- **What you are asked to do**:
Write out every line of the material exactly as it appears.

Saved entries
++++++++++++++++++++
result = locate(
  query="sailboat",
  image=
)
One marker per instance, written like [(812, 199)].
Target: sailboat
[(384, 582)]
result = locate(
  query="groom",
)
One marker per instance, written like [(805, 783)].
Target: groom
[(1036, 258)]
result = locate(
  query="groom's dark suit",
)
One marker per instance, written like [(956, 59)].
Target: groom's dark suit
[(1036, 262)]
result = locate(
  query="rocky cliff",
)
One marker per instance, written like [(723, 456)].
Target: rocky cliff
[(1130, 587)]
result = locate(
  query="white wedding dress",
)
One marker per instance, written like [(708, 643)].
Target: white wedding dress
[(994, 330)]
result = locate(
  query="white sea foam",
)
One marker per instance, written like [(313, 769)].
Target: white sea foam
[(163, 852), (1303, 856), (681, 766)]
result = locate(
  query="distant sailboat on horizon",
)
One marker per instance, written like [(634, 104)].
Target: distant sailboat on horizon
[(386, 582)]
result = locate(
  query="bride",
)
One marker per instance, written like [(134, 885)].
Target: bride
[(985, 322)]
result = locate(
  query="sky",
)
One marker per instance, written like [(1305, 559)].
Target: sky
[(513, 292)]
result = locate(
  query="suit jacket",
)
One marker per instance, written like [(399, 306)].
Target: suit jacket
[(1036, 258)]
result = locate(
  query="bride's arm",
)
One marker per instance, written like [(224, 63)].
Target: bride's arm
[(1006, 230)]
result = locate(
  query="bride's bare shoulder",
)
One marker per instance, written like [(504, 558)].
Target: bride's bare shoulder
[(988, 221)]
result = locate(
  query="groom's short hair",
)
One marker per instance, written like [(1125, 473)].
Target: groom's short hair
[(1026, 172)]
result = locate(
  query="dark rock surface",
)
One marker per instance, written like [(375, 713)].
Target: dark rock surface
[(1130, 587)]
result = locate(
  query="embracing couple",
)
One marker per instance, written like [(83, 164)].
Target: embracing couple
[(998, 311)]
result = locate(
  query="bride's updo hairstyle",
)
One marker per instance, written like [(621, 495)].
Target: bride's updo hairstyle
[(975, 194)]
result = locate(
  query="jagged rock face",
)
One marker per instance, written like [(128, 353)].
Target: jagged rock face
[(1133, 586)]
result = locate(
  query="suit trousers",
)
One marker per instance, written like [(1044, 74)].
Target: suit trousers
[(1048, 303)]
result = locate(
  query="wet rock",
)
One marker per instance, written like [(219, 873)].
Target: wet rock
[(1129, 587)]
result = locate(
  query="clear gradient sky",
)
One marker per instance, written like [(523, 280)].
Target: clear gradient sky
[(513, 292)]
++++++++++++++++++++
- **Solution for this problem**:
result = locate(
  query="sailboat",
  image=
)
One marker per instance, written like [(812, 199)].
Target: sailboat
[(384, 582)]
result = locate(
  query="groom",
)
One marker per instance, written like [(805, 783)].
Target: groom
[(1036, 258)]
result = locate(
  query="groom's dark suit",
)
One marker per instance, written like [(956, 59)].
Target: groom's dark suit
[(1036, 262)]
result = locate(
  query="rocky cliff",
)
One marker per instance, written like [(723, 456)].
Target: rocky cliff
[(1130, 587)]
result = locate(
  query="white wedding dress",
)
One marker per instance, written like [(708, 643)].
Target: white wedding dress
[(994, 330)]
result = locate(
  query="white sea foam",
)
One marker per instance, written like [(313, 769)].
Target: white sea foam
[(163, 852), (1303, 856), (681, 766)]
result = locate(
  query="distant sailboat on horizon",
)
One marker per instance, written like [(634, 104)].
Target: distant sailboat on horizon
[(386, 582)]
result = locate(
  query="bride",
)
One marker per instance, written like [(134, 885)].
Target: bride
[(985, 322)]
result = locate(
  query="sky",
)
One marker per instance, written like [(1305, 559)].
Target: sky
[(513, 292)]
result = locate(
  query="suit jacket",
)
One marker per instance, written like [(399, 306)].
Target: suit jacket
[(1036, 258)]
result = locate(
  query="bride's arm",
)
One marker per instance, written like [(224, 63)].
Target: bride's arm
[(1006, 230)]
result = locate(
  query="bride's bare shoulder",
)
One marker per instance, written like [(504, 558)].
Target: bride's bare shoulder
[(988, 221)]
result = locate(
  query="groom's short hair",
)
One marker per instance, written like [(1125, 473)].
Target: groom's short hair
[(1026, 172)]
result = locate(
  query="dark rock surface",
)
One marker per instance, written like [(375, 713)].
Target: dark rock surface
[(1130, 587)]
result = locate(
  query="embracing couple",
)
One marker per instance, written like [(83, 164)].
Target: embracing couple
[(998, 311)]
result = locate(
  query="bride's updo hairstyle",
)
One marker per instance, written like [(621, 495)].
Target: bride's updo hairstyle
[(975, 194)]
result = locate(
  query="jagged rock face",
)
One marker per instance, written like [(128, 353)].
Target: jagged rock face
[(1133, 586)]
result = locate(
  query="suit trousers",
)
One marker per instance, written like [(1044, 74)].
Target: suit trousers
[(1048, 303)]
result = locate(
  query="wet rock",
)
One marker per instance, written like [(219, 873)].
Target: wet rock
[(1129, 587)]
result = locate(
  query="clear gradient sky",
)
One marker per instance, written like [(523, 280)].
Target: clear gradient sky
[(513, 292)]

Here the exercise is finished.